Goal :: Output, please, every line from the line that holds "Target: black shorts" to the end, exactly as written.

[START Available records]

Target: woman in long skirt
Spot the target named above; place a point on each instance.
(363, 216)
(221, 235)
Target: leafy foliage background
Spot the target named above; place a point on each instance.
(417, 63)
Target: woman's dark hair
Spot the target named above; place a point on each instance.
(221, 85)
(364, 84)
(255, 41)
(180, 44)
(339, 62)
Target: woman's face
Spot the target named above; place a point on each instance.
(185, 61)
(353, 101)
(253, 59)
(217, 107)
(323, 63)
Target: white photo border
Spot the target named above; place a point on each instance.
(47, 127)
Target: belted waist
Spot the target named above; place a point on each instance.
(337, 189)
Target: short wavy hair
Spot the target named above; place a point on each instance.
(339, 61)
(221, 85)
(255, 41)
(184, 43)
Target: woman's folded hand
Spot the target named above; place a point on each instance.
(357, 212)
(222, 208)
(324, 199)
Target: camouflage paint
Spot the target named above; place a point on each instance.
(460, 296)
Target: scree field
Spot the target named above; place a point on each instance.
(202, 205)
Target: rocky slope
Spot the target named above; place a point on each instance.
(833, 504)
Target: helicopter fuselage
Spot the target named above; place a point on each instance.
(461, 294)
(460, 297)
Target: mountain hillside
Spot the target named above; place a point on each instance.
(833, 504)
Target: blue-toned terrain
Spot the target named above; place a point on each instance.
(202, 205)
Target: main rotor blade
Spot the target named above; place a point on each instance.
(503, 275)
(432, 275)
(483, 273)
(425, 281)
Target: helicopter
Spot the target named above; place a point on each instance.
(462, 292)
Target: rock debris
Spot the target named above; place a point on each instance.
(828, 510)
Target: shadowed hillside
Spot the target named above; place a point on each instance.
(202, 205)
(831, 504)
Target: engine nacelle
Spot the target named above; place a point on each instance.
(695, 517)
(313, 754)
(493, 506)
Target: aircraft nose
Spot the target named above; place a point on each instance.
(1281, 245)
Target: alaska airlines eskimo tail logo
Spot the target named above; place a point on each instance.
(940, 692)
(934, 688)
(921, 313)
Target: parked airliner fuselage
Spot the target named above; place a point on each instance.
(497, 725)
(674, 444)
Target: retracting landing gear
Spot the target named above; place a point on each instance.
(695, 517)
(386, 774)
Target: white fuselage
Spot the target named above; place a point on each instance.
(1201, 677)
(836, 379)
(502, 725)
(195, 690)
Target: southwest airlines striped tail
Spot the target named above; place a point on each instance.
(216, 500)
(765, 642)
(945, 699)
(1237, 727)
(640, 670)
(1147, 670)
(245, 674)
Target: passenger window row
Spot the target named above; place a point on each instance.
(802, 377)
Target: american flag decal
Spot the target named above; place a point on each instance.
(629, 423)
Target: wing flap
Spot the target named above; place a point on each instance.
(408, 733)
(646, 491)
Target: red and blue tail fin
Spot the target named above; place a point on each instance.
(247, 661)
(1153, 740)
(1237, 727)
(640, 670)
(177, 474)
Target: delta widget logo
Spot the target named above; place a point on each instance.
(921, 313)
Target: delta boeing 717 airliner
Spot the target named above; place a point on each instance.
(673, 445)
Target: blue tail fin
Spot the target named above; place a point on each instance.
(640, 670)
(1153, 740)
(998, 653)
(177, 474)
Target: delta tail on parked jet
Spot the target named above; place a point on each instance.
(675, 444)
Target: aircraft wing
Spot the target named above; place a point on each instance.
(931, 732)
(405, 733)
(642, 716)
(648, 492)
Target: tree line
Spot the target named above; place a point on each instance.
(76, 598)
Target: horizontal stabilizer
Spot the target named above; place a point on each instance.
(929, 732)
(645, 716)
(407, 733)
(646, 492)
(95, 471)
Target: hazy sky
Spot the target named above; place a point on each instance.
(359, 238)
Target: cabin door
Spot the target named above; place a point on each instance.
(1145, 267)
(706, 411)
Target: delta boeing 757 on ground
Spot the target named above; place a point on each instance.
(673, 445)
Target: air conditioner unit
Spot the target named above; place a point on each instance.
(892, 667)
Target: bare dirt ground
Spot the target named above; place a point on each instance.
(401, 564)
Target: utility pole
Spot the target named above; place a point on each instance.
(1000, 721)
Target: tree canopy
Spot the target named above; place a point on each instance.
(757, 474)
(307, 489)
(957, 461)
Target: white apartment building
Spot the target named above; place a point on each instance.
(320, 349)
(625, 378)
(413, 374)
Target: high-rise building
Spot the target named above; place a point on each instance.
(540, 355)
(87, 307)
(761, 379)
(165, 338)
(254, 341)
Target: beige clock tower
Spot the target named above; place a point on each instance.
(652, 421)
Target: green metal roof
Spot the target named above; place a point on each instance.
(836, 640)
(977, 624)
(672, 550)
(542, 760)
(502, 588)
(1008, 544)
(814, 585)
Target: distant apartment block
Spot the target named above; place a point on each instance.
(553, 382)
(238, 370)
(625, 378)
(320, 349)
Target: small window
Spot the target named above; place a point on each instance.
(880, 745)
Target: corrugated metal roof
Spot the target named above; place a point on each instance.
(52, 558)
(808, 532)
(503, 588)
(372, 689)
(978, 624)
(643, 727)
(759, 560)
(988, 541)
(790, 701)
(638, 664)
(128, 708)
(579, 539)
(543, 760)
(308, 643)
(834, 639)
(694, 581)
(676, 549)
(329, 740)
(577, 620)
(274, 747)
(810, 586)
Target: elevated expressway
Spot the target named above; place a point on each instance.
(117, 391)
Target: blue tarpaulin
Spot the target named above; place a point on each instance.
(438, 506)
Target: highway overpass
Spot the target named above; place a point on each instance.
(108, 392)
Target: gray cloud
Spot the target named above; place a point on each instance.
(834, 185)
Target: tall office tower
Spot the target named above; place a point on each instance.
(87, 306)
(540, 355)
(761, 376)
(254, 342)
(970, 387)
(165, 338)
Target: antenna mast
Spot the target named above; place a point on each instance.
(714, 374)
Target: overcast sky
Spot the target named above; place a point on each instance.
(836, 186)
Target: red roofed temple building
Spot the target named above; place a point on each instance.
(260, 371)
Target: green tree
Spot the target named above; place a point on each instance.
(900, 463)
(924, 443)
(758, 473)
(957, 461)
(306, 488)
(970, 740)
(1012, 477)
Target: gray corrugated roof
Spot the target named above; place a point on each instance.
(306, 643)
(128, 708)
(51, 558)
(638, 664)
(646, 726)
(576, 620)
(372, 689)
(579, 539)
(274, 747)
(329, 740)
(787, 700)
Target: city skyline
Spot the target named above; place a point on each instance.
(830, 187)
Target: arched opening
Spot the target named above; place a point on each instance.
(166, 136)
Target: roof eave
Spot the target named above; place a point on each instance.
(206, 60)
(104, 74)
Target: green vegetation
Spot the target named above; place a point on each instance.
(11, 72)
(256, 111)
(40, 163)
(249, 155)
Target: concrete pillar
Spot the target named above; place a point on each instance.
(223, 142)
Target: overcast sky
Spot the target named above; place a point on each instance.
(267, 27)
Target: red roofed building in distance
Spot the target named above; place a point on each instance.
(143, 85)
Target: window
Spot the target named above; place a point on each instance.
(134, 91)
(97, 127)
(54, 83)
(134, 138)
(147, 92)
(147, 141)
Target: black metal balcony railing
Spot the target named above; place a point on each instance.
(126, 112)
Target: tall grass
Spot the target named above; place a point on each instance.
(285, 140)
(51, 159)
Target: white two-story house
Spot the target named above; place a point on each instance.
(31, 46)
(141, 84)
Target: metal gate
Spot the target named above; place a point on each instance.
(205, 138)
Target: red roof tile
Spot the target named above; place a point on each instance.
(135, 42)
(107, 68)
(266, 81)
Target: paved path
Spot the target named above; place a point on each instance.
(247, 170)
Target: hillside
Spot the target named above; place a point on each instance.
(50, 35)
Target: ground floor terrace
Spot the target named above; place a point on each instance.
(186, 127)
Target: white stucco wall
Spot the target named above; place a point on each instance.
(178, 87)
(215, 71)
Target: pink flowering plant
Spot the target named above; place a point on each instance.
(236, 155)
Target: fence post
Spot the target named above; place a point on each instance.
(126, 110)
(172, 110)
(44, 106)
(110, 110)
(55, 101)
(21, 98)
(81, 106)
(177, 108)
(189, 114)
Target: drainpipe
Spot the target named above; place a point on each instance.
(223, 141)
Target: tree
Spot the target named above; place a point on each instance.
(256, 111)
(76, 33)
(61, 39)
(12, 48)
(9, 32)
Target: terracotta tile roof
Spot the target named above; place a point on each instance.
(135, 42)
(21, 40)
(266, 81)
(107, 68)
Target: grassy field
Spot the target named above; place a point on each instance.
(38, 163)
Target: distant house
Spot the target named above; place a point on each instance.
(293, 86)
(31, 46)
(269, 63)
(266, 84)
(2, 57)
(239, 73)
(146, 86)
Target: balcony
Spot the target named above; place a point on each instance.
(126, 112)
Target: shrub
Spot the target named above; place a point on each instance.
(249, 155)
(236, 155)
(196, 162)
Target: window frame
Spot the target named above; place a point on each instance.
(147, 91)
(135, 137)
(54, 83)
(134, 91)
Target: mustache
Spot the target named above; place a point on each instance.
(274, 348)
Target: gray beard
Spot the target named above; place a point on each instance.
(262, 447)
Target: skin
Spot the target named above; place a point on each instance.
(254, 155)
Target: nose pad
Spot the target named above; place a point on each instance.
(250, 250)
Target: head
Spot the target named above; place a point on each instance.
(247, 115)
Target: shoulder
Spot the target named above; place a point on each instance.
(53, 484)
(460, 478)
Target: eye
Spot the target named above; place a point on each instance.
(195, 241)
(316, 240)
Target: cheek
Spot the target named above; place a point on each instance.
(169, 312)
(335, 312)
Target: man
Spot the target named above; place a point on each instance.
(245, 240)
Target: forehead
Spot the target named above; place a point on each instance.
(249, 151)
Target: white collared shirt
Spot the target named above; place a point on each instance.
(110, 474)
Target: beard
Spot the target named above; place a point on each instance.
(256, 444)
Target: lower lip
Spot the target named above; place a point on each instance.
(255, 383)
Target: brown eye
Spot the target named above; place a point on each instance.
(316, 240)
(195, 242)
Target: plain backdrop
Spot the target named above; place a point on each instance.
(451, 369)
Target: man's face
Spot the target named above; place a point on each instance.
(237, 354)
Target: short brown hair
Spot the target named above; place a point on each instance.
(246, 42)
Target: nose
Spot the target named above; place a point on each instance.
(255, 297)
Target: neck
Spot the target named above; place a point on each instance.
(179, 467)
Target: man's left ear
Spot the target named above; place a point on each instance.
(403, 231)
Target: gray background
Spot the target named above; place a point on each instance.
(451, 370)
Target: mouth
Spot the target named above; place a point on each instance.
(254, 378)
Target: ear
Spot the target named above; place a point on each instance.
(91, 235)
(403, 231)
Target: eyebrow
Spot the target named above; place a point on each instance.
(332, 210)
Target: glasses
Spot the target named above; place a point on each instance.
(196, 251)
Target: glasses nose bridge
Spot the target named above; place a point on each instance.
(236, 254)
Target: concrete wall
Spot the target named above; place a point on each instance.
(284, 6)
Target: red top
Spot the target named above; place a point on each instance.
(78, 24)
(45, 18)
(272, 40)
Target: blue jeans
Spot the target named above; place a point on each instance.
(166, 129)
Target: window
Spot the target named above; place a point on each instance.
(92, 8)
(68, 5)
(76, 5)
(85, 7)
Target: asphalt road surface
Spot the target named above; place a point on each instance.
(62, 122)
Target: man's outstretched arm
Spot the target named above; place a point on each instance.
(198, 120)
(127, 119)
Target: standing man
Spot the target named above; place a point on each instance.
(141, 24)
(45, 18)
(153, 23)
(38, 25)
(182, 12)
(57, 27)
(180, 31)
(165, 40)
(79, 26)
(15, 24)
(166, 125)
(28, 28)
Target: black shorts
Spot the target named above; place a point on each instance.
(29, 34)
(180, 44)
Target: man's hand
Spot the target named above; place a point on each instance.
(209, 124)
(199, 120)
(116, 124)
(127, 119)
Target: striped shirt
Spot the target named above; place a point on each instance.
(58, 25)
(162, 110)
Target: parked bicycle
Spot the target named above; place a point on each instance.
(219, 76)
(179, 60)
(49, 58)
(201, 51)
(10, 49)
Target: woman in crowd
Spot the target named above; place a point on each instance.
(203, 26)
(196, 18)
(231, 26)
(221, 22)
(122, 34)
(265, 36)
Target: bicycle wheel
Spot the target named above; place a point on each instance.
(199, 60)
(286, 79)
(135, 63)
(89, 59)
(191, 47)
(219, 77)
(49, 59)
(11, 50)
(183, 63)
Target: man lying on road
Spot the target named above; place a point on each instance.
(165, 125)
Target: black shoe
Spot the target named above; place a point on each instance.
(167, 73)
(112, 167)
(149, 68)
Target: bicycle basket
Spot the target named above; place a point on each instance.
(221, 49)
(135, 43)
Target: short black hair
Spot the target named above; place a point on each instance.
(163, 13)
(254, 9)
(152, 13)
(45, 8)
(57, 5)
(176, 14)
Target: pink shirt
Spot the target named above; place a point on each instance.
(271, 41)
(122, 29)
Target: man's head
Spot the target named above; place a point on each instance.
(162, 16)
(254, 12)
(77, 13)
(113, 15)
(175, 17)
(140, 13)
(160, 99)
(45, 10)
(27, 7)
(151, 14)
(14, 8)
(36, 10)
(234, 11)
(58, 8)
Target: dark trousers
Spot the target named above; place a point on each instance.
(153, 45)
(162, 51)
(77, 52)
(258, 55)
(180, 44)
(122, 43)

[END Available records]

Reply ::
Target: black shorts
Spot the target named above; place a point on each instance.
(29, 34)
(180, 44)
Target: man's hand
Spot the target named above; place a point on each instance.
(209, 124)
(199, 120)
(116, 124)
(127, 119)
Target: striped shirt
Spot the target named above; place a point on each instance.
(58, 25)
(162, 110)
Target: parked bicycle
Spot the target named above; place a point on each instance.
(219, 76)
(179, 60)
(49, 58)
(201, 51)
(10, 49)
Target: woman in crowd
Spot the target named above; place a point on each instance.
(203, 26)
(196, 18)
(231, 26)
(221, 22)
(122, 34)
(265, 36)
Target: bicycle wheel
Spot the target named above; place a point on each instance.
(199, 60)
(286, 79)
(135, 63)
(89, 59)
(191, 47)
(219, 77)
(49, 59)
(11, 50)
(183, 63)
Target: man lying on road
Spot the target named above; place a point on each instance.
(165, 125)
Target: black shoe
Spot the target named above; place a point on each instance.
(167, 73)
(112, 167)
(149, 68)
Target: bicycle basket
Spot the target named above; place a point on each instance.
(221, 49)
(135, 43)
Target: short black hair
Spot the target named above; place a point on each instance.
(163, 13)
(254, 9)
(152, 13)
(45, 8)
(57, 5)
(176, 14)
Target: pink shirt
Spot the target named above; place a point on each instance.
(271, 41)
(122, 29)
Target: man's head
Spot the target named above; place a point on each instance.
(162, 16)
(254, 12)
(77, 13)
(113, 15)
(175, 17)
(140, 13)
(160, 99)
(45, 10)
(27, 7)
(151, 14)
(14, 8)
(36, 10)
(234, 11)
(58, 8)
Target: dark trousers
Spot the target named above; place a point on each instance.
(153, 45)
(162, 51)
(77, 52)
(258, 55)
(180, 44)
(122, 43)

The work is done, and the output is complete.